» TEXT:
━━━━━━━━━━

Pulp Non-Fiction: Biofuels a ray of sunshine in a gloomy season

February 18, 2011 |

As the pulp and paper industry reels from the internet’s impact, biofuels and renewable chemicals are offering value-adds, waste remediation, and new markets

In Florida, the affable Rod Young, perhaps the most pre-eminent analyst and forecaster in the pulp & paper industry (and chief economic adviser for RISI, and a pretty good vintner to boot) visited the winter meeting of the The Association of Suppliers to the Paper Industry in Palm Beach yesterday, to give one of the most unrelentingly gloomy mid-to-long term forecasts the Digest has ever heard.

The numbers in the entertainingly presented forecast got so bad that at any moment we expected the Dark Lords of the Sith to make an appearance and signal an end to the sunny days of the old Republic.

Packaging, modest growth. Writing paper, bad. Newsprint, awful. Direct mail, hanging on, “it will be the last thing to go”. Magazines, down. Catalogues, unspeakable. Directories, crumbling. The internet has just hammered the sector. Out of respect, we took our meeting notes by hand on notepaper they had provided, and kept our trusty iPad safely tucked away in a briefcase.

Gesundheit!

━━━━━━━━━━

[Source data]
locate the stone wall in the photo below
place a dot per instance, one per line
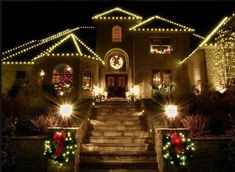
(196, 69)
(145, 62)
(9, 74)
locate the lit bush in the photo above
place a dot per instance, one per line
(51, 119)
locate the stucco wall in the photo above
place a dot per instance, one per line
(196, 69)
(9, 74)
(146, 62)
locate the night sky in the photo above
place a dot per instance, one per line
(24, 21)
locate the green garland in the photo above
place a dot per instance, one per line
(60, 147)
(177, 149)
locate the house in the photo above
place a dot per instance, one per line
(131, 54)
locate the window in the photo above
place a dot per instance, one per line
(87, 80)
(116, 34)
(160, 46)
(162, 80)
(63, 78)
(20, 75)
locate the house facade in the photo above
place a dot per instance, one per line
(131, 53)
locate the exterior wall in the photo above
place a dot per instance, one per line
(104, 43)
(9, 74)
(196, 69)
(213, 77)
(78, 65)
(145, 62)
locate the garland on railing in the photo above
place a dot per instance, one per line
(177, 149)
(60, 147)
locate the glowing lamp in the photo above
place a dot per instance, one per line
(66, 110)
(42, 73)
(171, 111)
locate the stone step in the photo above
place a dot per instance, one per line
(117, 139)
(114, 118)
(116, 122)
(117, 147)
(119, 133)
(118, 166)
(117, 109)
(120, 156)
(117, 127)
(124, 114)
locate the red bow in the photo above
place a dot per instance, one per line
(176, 139)
(59, 139)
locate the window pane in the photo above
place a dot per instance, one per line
(20, 74)
(156, 79)
(116, 34)
(166, 78)
(87, 81)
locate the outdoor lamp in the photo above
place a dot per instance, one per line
(66, 110)
(171, 112)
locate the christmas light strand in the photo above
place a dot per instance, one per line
(163, 19)
(102, 15)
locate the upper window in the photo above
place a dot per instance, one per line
(162, 79)
(116, 34)
(87, 80)
(160, 45)
(20, 75)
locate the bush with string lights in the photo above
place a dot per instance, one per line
(177, 149)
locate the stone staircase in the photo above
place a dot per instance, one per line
(117, 138)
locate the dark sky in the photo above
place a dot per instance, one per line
(24, 21)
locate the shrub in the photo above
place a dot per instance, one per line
(7, 151)
(195, 123)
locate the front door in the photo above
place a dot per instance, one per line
(116, 84)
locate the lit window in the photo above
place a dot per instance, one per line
(160, 46)
(20, 75)
(162, 80)
(116, 34)
(62, 78)
(87, 80)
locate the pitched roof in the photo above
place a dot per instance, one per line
(157, 23)
(116, 13)
(64, 43)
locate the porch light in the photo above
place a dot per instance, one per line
(42, 73)
(171, 111)
(66, 110)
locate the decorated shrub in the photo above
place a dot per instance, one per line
(60, 147)
(178, 149)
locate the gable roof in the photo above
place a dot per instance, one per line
(64, 43)
(209, 37)
(116, 13)
(157, 23)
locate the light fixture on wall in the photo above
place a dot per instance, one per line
(42, 73)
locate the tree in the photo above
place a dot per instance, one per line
(225, 57)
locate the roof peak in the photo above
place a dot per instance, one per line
(150, 19)
(104, 14)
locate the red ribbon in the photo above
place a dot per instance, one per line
(176, 139)
(59, 138)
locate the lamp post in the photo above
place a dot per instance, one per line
(171, 112)
(66, 111)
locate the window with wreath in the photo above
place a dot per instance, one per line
(160, 45)
(162, 81)
(87, 80)
(116, 34)
(62, 78)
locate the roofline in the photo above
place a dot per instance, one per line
(215, 29)
(163, 19)
(99, 16)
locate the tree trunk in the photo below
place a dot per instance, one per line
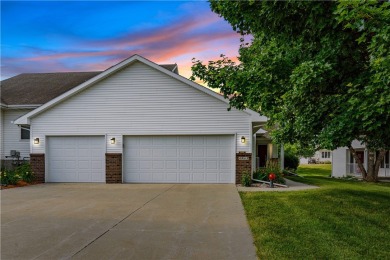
(371, 174)
(360, 163)
(378, 162)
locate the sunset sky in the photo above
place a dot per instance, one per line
(56, 36)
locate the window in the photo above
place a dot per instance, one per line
(25, 133)
(325, 154)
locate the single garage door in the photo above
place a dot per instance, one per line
(76, 159)
(179, 159)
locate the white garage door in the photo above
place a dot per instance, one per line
(76, 159)
(183, 159)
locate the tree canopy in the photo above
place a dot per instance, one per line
(320, 71)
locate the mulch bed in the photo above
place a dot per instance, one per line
(261, 185)
(19, 184)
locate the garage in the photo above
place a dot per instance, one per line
(76, 159)
(179, 159)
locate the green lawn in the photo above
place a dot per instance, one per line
(341, 220)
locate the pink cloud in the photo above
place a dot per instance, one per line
(183, 40)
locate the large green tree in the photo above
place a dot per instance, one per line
(320, 71)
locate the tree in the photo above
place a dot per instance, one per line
(320, 71)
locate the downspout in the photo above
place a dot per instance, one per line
(267, 182)
(281, 157)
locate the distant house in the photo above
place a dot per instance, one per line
(134, 122)
(320, 156)
(344, 164)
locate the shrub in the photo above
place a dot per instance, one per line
(246, 179)
(9, 177)
(25, 172)
(272, 166)
(291, 161)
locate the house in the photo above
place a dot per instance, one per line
(136, 122)
(320, 156)
(344, 164)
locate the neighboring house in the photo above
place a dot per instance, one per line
(320, 156)
(134, 122)
(344, 164)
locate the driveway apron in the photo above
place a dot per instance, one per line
(124, 221)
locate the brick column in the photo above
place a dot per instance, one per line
(113, 168)
(243, 164)
(37, 163)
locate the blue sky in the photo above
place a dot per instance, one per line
(56, 36)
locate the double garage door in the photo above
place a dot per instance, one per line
(146, 159)
(182, 159)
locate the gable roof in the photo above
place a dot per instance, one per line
(38, 88)
(26, 118)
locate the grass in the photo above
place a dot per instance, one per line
(344, 219)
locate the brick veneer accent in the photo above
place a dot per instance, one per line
(243, 165)
(113, 168)
(37, 163)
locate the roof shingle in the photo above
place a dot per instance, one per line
(39, 88)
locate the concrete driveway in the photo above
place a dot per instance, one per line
(124, 221)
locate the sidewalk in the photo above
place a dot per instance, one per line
(292, 185)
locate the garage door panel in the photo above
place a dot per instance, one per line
(76, 159)
(198, 177)
(225, 165)
(171, 177)
(212, 177)
(196, 165)
(185, 152)
(171, 165)
(198, 159)
(158, 165)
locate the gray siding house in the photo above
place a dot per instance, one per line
(136, 122)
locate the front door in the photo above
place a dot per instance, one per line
(262, 154)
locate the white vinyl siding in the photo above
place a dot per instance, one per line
(76, 159)
(11, 134)
(179, 159)
(140, 100)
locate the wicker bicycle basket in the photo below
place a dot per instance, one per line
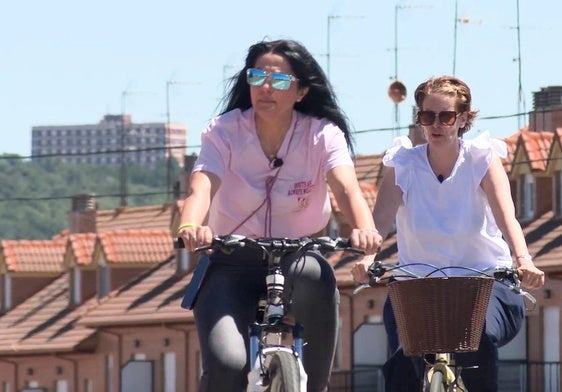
(440, 315)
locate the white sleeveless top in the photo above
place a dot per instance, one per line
(449, 223)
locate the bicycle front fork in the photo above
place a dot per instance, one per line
(445, 364)
(256, 344)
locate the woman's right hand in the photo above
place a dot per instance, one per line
(196, 236)
(359, 270)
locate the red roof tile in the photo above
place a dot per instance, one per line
(32, 256)
(45, 323)
(127, 247)
(154, 297)
(145, 217)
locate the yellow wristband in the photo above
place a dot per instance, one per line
(186, 225)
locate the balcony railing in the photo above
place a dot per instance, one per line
(513, 376)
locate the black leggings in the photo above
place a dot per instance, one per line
(226, 306)
(504, 319)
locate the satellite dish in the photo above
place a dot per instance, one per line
(397, 92)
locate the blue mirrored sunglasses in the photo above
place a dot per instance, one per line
(277, 80)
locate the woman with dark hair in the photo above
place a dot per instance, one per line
(263, 171)
(450, 199)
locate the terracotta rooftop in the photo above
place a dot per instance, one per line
(45, 323)
(146, 217)
(32, 256)
(134, 246)
(155, 296)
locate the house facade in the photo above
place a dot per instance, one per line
(97, 309)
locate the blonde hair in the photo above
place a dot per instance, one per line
(453, 87)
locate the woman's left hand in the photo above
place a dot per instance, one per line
(532, 277)
(368, 240)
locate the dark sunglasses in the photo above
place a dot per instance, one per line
(277, 80)
(427, 117)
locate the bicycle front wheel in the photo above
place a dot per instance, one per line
(437, 382)
(284, 375)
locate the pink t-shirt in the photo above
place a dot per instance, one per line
(299, 199)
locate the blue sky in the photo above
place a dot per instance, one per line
(68, 62)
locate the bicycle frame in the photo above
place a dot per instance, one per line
(443, 374)
(268, 337)
(276, 343)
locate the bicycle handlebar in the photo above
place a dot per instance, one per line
(273, 244)
(510, 277)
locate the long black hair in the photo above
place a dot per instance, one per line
(320, 101)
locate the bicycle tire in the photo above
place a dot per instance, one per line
(437, 382)
(284, 374)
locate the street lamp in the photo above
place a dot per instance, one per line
(167, 136)
(123, 171)
(397, 91)
(330, 17)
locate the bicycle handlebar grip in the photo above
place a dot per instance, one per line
(178, 243)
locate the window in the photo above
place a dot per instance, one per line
(169, 365)
(557, 193)
(527, 196)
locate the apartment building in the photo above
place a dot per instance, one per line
(115, 139)
(97, 309)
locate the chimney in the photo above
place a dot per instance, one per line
(82, 216)
(547, 111)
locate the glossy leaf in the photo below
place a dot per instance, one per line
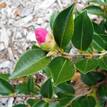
(102, 94)
(83, 31)
(86, 65)
(96, 10)
(63, 27)
(40, 104)
(31, 102)
(29, 63)
(27, 87)
(5, 87)
(52, 19)
(103, 62)
(20, 105)
(100, 39)
(62, 70)
(64, 90)
(84, 101)
(47, 89)
(4, 76)
(92, 78)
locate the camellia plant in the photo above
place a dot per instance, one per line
(67, 66)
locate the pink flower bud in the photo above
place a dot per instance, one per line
(40, 34)
(45, 39)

━━━━━━━━━━

» WORK TO DO:
a: Using the biofuels article, decide whether each statement below agrees with it. Answer yes or no, and quote the words that decide it.
(i) Rod Young gave his forecast at a meeting in Palm Beach.
(ii) The forecast called direct mail awful.
(iii) The Digest took its meeting notes on an iPad.
b: Continue the biofuels article from its final line.

» FINAL RESULTS:
a:
(i) Yes: "visited the winter meeting of the The Association of Suppliers to the Paper Industry in Palm Beach yesterday"
(ii) No: "Direct mail, hanging on, “it will be the last thing to go”."
(iii) No: "we took our meeting notes by hand on notepaper they had provided, and kept our trusty iPad safely tucked away in a briefcase."

b:
You know the sector’s in the toilet when the brightest sector in the current industry outlook is the demand for tissue paper, driven by the demographics of a rising world population.

After making a few remarks about biofuels and the pulp & paper opportunity, the nice people at ASPI gave us a nice thank-you gift, a memory stick encased in wood with the ASPI logo imprinted. “Made in China”, it read.

Which reminded us, that of course, this was a look primarily at North America. In China, “there’s this giant sucking sound, which is the Chinese demand for recycled fiber,” Young noted, but hisoverall economic forecast called for rising Chinese interest rates, trouble in controlling the housing bubble across China, and overall, some clouds on the horizon with developing countries as the world economy recovers. “It’s not a black swan event we’re waiting for, but really a grey swan, you know it’s going to happen, just not where.”

But Russia and its rich forest reserves – wouldn’t that save the pulp & paper industry? “Who’s going to put a billion dollars of capital investment into Russia?” Young asked rhetorically. “Even the Chinese wouldn’t do it, unless the Chinese army surrounded the project.”

Pivoting to biofuels

Which brings us to the options for biofuels to provide both a value-add for the virgin pulp and for waste streams, and utilizing pulp & paper facilities. Particularly closing plants like the Old Town project in Maine where Cobalt Technologies is working on scaling its biobutanol technology.

Though solutions on the kinds of scale that will strongly impact industry numbers are unlikely to come in the first half of the decade, the white knight for woody biomass might well be the biofuels industry. The CEO of Verso, a leading US producer of coated and uncoated papers, recently opined, “we ultimately see ourselves as an energy company with paper as a byproduct.”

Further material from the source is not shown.